───── 引用文
今回は、ニホンザルの捕獲についてのお話です。

ニホンザル
画像:ニホンザル

サル捕獲を小型檻罠で行う4つの利点

ニホンザルを捕獲する方法は様々ありますが、小型檻による捕獲は非効率と受け止められがちです。
しかし、群れの生息状況や群れの特性によっては、効率的に捕獲できます。

その利点として、以下のことが挙げられます。

利点1:作業負担の軽減

大型檻では、際限なく檻の維持管理や餌の設置が必要ですが、小型檻は短期の取り組みで捕獲に至るので、作業負担を抑えることができます。

利点2:維持管理コストの低減

檻の維持管理や設置餌の金銭コストを下げることができます。

サル捕獲用箱罠
画像:サル捕獲用箱罠

利点3:誤捕獲の減少

檻が小さく、群れの動きに合わせて移動設置できるので誤捕獲を減らし、安全が確保できます。

サルを罠で捕獲した様子
画像:サルを罠で捕獲した様子

利点4:住民連携の促進

電波発信機による群れ確認情報の活用により、追い払いや見張り等の取り組みに理解が得られ、住民連携の促進につながります。

捕獲したサルの首に発信機を取り付けている様子
画像:捕獲したサルの首に発信機を取り付けている様子
サルの首輪から発する電波を受信し、群れの位置を確認している様子
画像:サルの首輪から発する電波を受信し、群れの位置を確認している様子
地域住民によるサルの情報共有①
画像:地域住民によるサルの情報共有①
地域住民によるサルの情報共有②
画像:地域住民によるサルの情報共有②

サルの行動を地図に記録し、地域住民で情報を共有します。

サル捕獲用小型檻を使用する際に注意するポイント

このような利点のある小型檻を使用する際の留意点を以下に記します。

対象群れの特性や捕獲対応に関する事項

この捕獲は、農作物への依存が高く、農地利用時間が長い群れに適した方法です。

生息群が多く、生息密度が高いほど、餌の取り合いが起きるので捕獲しやすく、効果的な捕獲方法と言えます。

農地や隣接する山林などに長時間留まる群れに適しています。

捕獲檻への警戒度合いは群れによって異なります。未経験の群れのほうが鈍感ですが、度重なる捕獲を行っても過敏にならない群れもあります。

その理由は、まだ分かっていませんが、群れの構成メンバーのなかで、どの個体が間引かれるかが影響している可能性があります。
──────────
───── 元データ
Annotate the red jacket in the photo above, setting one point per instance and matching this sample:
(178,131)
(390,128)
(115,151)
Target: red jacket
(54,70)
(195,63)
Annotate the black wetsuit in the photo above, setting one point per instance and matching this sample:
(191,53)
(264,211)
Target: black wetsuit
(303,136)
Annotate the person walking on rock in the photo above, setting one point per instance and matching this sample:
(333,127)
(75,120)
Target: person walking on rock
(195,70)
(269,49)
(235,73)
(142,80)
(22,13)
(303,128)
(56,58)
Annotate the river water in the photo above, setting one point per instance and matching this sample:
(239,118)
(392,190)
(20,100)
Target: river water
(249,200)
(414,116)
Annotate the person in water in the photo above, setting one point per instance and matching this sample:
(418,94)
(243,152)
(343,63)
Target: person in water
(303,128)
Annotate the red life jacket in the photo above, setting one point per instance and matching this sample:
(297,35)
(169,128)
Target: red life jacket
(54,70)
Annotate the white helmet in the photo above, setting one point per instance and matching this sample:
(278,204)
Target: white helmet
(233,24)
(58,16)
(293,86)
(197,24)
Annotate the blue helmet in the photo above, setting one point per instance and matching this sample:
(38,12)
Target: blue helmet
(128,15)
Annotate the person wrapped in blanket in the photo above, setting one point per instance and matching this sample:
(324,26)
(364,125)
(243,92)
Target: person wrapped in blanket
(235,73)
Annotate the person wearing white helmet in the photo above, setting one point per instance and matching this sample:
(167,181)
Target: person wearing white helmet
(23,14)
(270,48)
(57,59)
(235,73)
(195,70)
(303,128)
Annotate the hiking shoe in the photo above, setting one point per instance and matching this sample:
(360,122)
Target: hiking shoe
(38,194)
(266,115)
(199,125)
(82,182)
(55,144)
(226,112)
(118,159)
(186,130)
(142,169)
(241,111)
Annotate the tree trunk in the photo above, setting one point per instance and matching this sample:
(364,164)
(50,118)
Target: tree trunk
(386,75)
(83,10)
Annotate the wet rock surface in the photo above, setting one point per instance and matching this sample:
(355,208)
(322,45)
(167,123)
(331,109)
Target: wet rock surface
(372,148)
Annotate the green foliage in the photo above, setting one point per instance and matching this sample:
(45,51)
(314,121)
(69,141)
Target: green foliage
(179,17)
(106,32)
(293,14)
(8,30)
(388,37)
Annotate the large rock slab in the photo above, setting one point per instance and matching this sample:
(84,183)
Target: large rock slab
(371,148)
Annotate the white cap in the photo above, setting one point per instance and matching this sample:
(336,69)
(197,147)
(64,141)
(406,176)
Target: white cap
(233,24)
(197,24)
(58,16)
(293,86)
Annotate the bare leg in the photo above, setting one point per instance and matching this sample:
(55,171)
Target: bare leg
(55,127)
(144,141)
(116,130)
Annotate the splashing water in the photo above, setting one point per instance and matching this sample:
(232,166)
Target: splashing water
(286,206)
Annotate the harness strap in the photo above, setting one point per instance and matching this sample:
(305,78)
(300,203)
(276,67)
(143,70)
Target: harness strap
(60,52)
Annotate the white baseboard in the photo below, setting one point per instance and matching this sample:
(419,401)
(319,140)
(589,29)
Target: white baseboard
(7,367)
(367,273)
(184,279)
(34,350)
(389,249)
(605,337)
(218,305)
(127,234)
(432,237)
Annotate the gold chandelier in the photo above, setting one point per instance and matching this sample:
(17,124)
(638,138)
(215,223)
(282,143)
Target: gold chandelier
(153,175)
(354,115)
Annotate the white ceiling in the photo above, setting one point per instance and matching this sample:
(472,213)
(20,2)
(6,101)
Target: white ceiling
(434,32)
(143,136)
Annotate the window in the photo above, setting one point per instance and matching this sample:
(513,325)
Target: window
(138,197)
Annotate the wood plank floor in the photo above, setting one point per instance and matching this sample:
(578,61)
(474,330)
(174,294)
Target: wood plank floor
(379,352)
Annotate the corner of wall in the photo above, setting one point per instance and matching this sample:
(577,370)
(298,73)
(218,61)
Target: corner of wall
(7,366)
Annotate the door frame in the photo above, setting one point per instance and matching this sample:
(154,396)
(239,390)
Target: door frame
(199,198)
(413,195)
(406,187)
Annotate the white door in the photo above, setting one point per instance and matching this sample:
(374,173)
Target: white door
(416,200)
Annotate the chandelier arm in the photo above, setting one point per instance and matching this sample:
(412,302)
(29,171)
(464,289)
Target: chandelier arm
──────────
*課題内容*
引用文において、小型檻を使うと作業負担を抑えられる理由として何が述べられていますか。 回答は引用文の記述のみに基づいて行ってください。

*正しい出力*
小型檻は短期の取り組みで捕獲に至るためです。